** Begin **

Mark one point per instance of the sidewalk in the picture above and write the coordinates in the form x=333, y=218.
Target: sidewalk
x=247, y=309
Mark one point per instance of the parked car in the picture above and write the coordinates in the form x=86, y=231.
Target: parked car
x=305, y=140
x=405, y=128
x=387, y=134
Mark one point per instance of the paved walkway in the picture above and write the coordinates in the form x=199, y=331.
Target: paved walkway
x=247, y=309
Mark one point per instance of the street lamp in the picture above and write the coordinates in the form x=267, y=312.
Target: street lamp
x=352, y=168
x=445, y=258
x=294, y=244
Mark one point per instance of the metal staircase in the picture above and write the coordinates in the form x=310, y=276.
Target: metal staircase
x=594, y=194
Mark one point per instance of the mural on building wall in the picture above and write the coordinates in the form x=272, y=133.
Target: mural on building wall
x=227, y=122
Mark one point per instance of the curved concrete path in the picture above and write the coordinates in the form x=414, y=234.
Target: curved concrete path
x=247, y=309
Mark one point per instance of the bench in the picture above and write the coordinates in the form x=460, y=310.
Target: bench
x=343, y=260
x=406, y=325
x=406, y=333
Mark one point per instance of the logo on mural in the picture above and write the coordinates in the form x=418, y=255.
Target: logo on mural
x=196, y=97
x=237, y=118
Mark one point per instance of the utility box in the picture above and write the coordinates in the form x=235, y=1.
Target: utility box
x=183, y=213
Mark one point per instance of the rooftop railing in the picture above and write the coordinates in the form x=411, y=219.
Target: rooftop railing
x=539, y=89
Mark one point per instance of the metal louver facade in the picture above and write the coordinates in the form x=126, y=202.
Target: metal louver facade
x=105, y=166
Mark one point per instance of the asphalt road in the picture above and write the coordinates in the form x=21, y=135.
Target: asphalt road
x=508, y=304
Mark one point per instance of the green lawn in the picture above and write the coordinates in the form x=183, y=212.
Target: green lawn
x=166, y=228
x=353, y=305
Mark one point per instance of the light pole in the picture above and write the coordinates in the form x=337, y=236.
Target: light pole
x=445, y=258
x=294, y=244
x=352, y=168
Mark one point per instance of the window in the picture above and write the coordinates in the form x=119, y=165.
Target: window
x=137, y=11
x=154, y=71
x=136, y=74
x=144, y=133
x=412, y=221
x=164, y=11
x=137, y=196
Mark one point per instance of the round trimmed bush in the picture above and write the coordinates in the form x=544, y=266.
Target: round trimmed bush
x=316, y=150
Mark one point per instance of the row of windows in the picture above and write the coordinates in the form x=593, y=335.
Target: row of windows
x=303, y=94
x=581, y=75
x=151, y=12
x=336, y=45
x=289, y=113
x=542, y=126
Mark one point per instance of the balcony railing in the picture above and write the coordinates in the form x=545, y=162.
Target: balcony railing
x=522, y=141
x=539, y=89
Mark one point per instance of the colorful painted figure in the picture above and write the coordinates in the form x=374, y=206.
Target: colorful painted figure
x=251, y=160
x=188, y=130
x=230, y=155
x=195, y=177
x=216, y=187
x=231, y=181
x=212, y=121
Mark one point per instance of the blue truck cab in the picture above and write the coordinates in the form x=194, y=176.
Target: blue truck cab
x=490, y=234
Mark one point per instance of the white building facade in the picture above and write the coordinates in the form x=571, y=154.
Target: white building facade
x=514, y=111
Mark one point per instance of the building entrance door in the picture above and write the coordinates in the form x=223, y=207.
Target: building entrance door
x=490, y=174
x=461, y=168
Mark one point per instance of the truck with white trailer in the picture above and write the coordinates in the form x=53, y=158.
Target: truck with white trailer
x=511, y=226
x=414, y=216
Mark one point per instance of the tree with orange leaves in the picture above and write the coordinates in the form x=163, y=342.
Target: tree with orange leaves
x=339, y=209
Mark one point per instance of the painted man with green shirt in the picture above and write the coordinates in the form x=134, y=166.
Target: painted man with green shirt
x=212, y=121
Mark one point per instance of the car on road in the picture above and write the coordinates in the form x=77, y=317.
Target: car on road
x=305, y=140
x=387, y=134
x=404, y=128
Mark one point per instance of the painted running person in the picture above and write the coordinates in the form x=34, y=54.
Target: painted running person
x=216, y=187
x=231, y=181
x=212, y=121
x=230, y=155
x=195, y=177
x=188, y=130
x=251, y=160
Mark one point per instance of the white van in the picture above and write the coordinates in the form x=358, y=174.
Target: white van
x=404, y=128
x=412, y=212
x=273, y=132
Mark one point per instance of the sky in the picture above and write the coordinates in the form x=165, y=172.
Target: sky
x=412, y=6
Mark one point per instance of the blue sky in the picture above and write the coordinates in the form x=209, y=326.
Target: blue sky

** End **

§ TASK STATEMENT: In the records, take the part that opens with the line containing "Mark one point per instance of the metal staircase" and closes with the line containing "x=353, y=305". Give those lines again with "utility box" switched to "electrical box" and everything else unchanged.

§ RESULT:
Mark one point per instance of the metal staircase in the picture above and write the coordinates in the form x=310, y=276.
Target: metal staircase
x=594, y=194
Mark one point per instance of the mural on building wall in the picture above and write the coordinates in the form x=272, y=133.
Target: mural on building wall
x=227, y=122
Mark one point per instance of the curved concrete path in the picture above and write the coordinates in the form x=414, y=234.
Target: curved concrete path
x=247, y=309
Mark one point per instance of the bench in the picture above and write the coordinates in the form x=460, y=310.
Target: bench
x=343, y=260
x=406, y=325
x=406, y=333
Mark one point per instance of the logo on mural in the picture above and write the coordinates in the form x=418, y=255.
Target: logo on mural
x=196, y=97
x=237, y=118
Mark one point per instance of the electrical box in the picture above and write the coordinates in the form x=235, y=1.
Target: electrical box
x=183, y=213
Mark one point per instance of the rooftop railing in the picture above and write the coordinates in the form x=411, y=219.
Target: rooftop railing
x=539, y=89
Mark one point per instance of the metal louver facade in the picture above and write the coordinates in the form x=126, y=202.
Target: metal louver facade
x=105, y=166
Mark one point per instance of the asphalt road in the picture above and write the coordinates in the form x=21, y=135.
Target: asphalt road
x=508, y=304
Mark one point per instance of the green lawn in the picture above and write the coordinates in the form x=183, y=212.
Target: green lawn
x=166, y=228
x=353, y=305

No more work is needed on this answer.